Your instructions: Check every line in the listing below for "background". Copy the ones where it occurs.

Source data:
== Segment start ==

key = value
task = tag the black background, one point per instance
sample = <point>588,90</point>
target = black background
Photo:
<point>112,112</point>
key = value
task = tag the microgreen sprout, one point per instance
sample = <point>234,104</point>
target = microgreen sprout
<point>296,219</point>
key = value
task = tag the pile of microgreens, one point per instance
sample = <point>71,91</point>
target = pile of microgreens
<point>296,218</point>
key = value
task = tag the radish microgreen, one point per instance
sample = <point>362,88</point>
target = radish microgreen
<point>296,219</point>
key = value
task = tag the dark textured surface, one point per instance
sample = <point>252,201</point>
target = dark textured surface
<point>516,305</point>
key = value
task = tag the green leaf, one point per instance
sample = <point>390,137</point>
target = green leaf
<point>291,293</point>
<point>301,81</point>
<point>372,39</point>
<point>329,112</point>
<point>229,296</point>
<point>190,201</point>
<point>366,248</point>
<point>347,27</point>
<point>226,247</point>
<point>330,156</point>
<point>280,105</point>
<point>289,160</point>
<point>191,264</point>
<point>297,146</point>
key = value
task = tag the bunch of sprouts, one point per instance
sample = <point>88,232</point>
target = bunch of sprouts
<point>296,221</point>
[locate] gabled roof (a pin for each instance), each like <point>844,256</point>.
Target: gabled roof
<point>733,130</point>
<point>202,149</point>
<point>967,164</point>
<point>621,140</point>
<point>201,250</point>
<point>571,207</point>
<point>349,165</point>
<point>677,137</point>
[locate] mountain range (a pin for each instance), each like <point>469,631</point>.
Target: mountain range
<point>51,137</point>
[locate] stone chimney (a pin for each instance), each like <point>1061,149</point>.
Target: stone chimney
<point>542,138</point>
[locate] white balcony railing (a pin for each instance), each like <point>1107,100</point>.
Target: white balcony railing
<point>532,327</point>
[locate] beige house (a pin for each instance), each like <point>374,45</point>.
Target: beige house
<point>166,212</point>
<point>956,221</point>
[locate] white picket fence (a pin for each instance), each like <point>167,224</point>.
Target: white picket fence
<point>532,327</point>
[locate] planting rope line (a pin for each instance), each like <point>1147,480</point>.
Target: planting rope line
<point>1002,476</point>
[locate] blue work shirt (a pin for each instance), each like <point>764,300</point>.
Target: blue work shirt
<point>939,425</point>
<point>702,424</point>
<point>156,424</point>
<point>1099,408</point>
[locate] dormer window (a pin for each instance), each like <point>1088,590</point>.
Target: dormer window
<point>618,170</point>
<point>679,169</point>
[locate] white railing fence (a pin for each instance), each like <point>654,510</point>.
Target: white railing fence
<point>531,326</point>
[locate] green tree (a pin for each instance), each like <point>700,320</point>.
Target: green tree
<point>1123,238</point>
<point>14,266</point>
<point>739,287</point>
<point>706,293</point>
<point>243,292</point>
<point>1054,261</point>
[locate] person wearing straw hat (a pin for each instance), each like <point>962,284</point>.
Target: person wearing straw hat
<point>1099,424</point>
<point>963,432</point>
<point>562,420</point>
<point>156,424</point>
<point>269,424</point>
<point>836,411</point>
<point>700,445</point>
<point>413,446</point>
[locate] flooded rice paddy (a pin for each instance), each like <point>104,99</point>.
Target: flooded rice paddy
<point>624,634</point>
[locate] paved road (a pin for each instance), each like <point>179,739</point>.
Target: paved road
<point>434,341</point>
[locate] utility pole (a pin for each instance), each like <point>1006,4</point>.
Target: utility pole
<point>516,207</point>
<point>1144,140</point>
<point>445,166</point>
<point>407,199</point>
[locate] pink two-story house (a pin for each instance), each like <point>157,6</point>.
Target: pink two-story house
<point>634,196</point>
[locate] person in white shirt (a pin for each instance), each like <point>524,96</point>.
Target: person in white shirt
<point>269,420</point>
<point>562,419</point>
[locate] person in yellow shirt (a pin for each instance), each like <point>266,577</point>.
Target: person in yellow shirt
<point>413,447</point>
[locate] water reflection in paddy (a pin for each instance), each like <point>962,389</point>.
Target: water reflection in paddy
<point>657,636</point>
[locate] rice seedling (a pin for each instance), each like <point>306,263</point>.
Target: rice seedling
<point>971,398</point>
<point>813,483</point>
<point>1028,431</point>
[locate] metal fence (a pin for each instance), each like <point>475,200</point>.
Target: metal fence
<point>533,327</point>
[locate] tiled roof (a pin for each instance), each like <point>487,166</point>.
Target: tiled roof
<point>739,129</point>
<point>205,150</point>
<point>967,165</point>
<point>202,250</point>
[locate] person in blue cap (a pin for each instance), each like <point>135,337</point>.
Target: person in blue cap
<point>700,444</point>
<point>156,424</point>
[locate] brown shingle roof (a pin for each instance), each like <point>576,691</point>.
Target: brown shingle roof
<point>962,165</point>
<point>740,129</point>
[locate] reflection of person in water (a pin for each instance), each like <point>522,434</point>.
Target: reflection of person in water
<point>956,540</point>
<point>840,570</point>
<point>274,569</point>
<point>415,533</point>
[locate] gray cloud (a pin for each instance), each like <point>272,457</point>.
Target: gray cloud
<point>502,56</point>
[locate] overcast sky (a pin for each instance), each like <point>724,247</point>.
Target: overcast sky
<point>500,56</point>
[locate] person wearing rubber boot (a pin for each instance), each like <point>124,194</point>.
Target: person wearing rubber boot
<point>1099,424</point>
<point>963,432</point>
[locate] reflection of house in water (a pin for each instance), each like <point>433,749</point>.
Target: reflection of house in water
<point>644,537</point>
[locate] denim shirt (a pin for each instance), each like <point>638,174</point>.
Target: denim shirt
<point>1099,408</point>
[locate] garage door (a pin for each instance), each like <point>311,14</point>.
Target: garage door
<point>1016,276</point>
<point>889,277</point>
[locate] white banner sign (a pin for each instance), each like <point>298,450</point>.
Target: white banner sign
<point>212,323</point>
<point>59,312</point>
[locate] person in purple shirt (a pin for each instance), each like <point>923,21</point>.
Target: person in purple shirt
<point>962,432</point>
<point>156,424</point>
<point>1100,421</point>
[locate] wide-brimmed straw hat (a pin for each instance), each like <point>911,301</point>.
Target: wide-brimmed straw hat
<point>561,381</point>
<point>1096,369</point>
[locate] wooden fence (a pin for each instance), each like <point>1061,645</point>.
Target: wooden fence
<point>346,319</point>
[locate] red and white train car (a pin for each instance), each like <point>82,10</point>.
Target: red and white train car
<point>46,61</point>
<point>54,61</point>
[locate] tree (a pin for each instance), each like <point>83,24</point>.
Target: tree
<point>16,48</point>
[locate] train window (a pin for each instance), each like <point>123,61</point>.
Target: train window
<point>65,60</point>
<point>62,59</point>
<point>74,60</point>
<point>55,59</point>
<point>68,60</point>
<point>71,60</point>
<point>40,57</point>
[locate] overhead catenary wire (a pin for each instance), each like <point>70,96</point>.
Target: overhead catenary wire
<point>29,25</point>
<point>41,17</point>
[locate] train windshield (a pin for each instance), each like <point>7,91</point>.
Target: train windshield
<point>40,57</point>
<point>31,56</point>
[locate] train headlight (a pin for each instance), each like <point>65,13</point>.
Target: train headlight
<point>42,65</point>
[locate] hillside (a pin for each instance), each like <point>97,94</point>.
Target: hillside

== Segment end ==

Task output:
task = tag the black background, one point per instance
target = black background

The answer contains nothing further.